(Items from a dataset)
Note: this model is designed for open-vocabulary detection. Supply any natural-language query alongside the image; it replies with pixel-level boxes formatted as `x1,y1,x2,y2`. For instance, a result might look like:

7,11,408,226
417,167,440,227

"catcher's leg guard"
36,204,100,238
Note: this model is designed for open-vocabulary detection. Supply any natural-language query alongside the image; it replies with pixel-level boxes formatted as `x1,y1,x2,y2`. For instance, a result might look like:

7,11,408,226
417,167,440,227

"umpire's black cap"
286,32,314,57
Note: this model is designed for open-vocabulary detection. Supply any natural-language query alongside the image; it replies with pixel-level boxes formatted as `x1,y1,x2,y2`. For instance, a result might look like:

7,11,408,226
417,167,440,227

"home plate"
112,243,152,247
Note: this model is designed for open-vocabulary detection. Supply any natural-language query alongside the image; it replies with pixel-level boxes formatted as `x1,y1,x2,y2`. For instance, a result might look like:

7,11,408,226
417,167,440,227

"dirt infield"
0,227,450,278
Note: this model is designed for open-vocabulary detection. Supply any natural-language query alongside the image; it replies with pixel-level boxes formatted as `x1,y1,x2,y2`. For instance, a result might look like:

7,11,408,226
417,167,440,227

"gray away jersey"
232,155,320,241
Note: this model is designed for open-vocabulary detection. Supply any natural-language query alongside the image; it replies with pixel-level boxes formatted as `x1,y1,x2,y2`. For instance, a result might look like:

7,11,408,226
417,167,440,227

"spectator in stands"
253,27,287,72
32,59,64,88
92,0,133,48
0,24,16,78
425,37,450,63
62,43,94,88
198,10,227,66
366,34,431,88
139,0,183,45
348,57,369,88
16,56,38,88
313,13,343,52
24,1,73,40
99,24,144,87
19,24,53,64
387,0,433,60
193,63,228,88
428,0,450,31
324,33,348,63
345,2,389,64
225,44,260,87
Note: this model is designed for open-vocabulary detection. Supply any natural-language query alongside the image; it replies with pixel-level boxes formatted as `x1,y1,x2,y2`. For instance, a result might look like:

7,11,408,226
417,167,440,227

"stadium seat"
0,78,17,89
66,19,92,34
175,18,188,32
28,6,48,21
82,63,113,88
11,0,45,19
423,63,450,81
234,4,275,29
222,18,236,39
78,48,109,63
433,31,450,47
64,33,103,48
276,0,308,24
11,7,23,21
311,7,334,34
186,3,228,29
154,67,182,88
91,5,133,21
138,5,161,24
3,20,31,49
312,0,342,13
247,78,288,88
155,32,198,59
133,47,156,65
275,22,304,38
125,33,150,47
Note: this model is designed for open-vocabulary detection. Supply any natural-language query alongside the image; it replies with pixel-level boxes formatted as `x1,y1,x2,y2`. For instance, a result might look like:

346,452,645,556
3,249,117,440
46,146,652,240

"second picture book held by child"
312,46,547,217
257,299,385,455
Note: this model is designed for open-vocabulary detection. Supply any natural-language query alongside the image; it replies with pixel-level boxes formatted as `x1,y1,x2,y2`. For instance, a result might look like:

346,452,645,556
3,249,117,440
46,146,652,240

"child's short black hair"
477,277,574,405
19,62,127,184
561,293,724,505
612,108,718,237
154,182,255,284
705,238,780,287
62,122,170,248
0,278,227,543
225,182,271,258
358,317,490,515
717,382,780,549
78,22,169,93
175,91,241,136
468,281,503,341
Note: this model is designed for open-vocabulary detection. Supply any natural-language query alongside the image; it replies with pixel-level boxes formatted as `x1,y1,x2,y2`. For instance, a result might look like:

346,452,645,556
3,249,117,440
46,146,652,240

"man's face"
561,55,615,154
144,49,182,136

» **WRITTEN PROBLEM**: Put the lines running from the start of the items above through the line containing "225,44,260,87", inclusive, into a JSON list of strings with one string per line, leaving out blank lines.

» **WRITTEN ANSWER**:
[
  "Note: this model is designed for open-vocabulary detection. Supply any natural-language query alongside the image; it replies with pixel-level boxes formatted as `x1,y1,x2,y2`. For instance, a result might look like:",
  "7,11,408,226",
  "417,167,440,227",
  "\"catcher's leg guard\"",
  "36,204,100,238",
  "Note: this model is designed for open-vocabulary detection. Supply any natural-language query alongside the image; it replies with pixel-level boxes formatted as `x1,y1,x2,y2`. For instance, a result might look like:",
  "7,11,408,226",
  "417,167,440,227",
  "\"umpire's black cap\"",
  "286,32,314,57",
  "Note: this model is designed for open-vocabulary detection. Supply any natural-language query alongside the image; it replies with pixel-level boxes formatted as `x1,y1,x2,y2`. For instance, a result might look like:",
  "7,11,408,226",
  "417,167,440,227",
  "\"home plate\"",
  "112,243,152,247",
  "Note: this model is designed for open-vocabulary detection. Supply any natural-language query alongside the image; it replies with pixel-level boxes formatted as `x1,y1,x2,y2`. For instance, a result might look like:",
  "7,11,408,226",
  "417,167,440,227",
  "\"dirt infield\"",
  "0,227,450,278",
  "Note: this model is designed for open-vocabulary detection. Supply any natural-language query alongside the image; it replies with pixel-level boxes formatted as `x1,y1,x2,y2`. For instance, a result might look like:",
  "7,11,408,226",
  "417,167,440,227",
  "\"gray away jersey\"",
  "232,155,320,241",
  "Note: this model is designed for open-vocabulary detection. Supply any natural-language query alongside the image; it replies with pixel-level boxes formatted as `x1,y1,x2,y2`. For instance, a result might look like:",
  "7,11,408,226",
  "417,167,440,227",
  "\"spectator in stands\"",
  "253,27,287,72",
  "32,59,64,88",
  "92,0,133,48",
  "0,24,16,78",
  "425,37,450,63",
  "62,43,94,88",
  "198,10,227,66",
  "366,34,431,88",
  "139,0,183,45",
  "348,57,369,88",
  "16,56,38,88",
  "313,13,343,52",
  "24,1,73,40",
  "99,24,144,87",
  "19,24,53,64",
  "387,0,433,60",
  "193,63,228,88",
  "428,0,450,31",
  "324,33,348,63",
  "345,2,389,64",
  "225,44,260,87"
]